_Goal_
Rewrite the records below, replacing "return the box coordinates" with "output the bounding box" and keeping everything else the same. Leave the pictures out of your version.

--- begin Extracted information ---

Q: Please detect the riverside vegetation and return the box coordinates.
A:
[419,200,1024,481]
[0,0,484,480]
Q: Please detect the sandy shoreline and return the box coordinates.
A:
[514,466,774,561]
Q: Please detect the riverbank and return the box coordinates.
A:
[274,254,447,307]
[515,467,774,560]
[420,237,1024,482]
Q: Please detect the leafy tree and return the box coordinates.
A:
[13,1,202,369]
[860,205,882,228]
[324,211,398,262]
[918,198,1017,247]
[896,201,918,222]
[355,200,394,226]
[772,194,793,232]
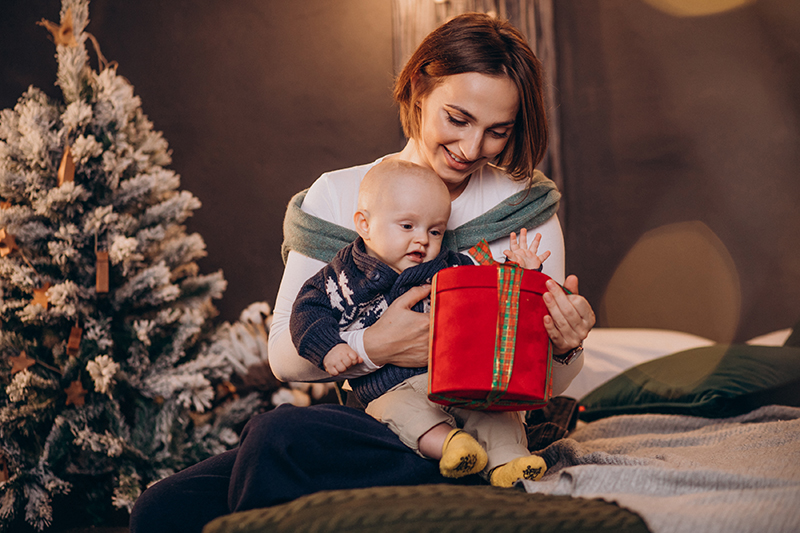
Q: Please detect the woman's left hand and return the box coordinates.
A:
[544,275,595,355]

--- end Extracted information ---

_Solution to the problem_
Q: Please detect the riverside vegetation and output the bounding box.
A:
[419,200,1024,481]
[0,0,484,480]
Q: Please detect the sandy shoreline and output the bounding box.
A:
[514,466,774,561]
Q: Please detect the riverbank and output the bounding box.
A:
[274,254,447,307]
[515,467,774,560]
[420,237,1024,482]
Q: Please detect the leafy tree and output the bounding box.
A:
[13,1,202,369]
[860,205,882,228]
[324,211,398,262]
[918,198,1017,247]
[896,201,918,222]
[355,200,394,226]
[772,194,793,232]
Q: Please detect the woman's left hand and output the bounding box.
A:
[544,275,595,355]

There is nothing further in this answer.